**WORK TO COMPLETE**
Print all the entries verbatim.

## Begin PROVIDED MATERIAL

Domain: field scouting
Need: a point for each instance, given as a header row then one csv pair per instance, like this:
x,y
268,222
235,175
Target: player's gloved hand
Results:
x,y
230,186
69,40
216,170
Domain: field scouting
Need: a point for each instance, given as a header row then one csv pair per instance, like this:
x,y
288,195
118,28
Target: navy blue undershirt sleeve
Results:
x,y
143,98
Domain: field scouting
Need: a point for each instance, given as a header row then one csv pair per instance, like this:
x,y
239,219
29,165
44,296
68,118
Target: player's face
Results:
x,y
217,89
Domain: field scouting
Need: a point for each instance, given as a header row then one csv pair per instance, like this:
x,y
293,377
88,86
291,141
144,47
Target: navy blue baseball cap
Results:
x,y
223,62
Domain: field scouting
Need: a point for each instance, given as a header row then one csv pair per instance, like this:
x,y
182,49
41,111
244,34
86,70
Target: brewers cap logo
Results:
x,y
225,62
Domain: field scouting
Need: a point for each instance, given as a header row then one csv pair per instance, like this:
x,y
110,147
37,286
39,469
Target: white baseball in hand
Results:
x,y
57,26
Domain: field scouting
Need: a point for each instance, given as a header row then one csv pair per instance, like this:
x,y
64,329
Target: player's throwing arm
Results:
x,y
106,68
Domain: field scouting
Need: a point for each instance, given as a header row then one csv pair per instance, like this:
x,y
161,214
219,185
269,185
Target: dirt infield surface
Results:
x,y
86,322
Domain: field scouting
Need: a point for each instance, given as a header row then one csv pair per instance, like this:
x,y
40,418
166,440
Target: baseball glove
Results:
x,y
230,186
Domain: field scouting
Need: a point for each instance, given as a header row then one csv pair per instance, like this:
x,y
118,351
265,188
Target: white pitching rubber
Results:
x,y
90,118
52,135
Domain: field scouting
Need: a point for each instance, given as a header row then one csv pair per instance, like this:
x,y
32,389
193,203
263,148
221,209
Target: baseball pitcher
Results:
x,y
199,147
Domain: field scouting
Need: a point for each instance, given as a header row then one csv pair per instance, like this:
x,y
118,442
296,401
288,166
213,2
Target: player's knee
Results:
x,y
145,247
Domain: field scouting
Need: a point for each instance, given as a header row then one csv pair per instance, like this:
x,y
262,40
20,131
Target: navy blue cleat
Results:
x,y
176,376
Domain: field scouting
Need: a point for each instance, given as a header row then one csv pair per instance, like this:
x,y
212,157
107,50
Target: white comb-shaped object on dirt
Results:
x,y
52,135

## End PROVIDED MATERIAL

**EXERCISE RESULT**
Domain: field scouting
Need: a point for each instance, given as a header row then one csv pair per instance, like this:
x,y
268,222
235,175
Target: player's gloved hand
Results:
x,y
230,186
69,40
216,170
Domain: field scouting
Need: a point for each instance, given as a header row then one csv pair per instance, like this:
x,y
288,195
118,28
Target: navy blue undershirt sleeve
Results:
x,y
143,98
Domain: field scouting
Need: a point for each instance, given as a header row then one csv pair per instance, like this:
x,y
239,219
29,165
44,296
68,118
Target: player's face
Results:
x,y
217,89
Domain: field scouting
Need: a point for each instance, given as a header row then one csv pair per instance, like this:
x,y
293,377
88,86
291,141
144,47
Target: navy blue baseball cap
Results:
x,y
223,62
Domain: field scouting
Need: a point for each instance, given as a header row then one csv pair per instance, like this:
x,y
182,49
41,111
244,34
86,70
Target: brewers cap logo
Results:
x,y
225,62
Domain: field scouting
Need: a point for each instance, given as a header row then one csv pair per instance, like this:
x,y
110,147
37,286
39,469
Target: white baseball in hand
Results:
x,y
57,26
Domain: field scouting
Need: a point for each instance, given as a header row then one csv pair per instance, like this:
x,y
64,329
Target: player's throwing arm
Results:
x,y
106,68
Domain: field scouting
Need: a point for each instance, given as a header row then one csv pair per instance, like this:
x,y
161,214
219,185
269,185
Target: dirt infield surface
Results:
x,y
86,322
Domain: field scouting
Need: a point for each instance, given as a header row then one csv pair per instance, like this:
x,y
40,418
166,440
Target: baseball glove
Results:
x,y
230,186
Domain: field scouting
Need: a point for each instance, given as a header row then one csv pair per instance, like this:
x,y
118,351
265,188
Target: white pitching rubber
Results:
x,y
90,118
52,135
Domain: field scouting
Need: a point for each instance, given as a header row then one csv pair per instance, like this:
x,y
32,389
193,203
263,148
221,209
Target: baseball pitcher
Results:
x,y
199,147
Domain: field scouting
Need: a point for each instance, given as a header row then one csv pair per instance, like this:
x,y
118,442
296,401
288,166
213,2
Target: player's knee
Results:
x,y
145,247
Domain: field scouting
Need: a point for each instance, given as a header row then one csv pair per instance, like this:
x,y
262,40
20,131
Target: navy blue cleat
Results:
x,y
176,376
Domain: field scouting
Need: a point for each instance, given as a header row then one csv pair per instance, like this:
x,y
212,157
107,50
Target: white comb-shaped object on dirt
Results:
x,y
52,135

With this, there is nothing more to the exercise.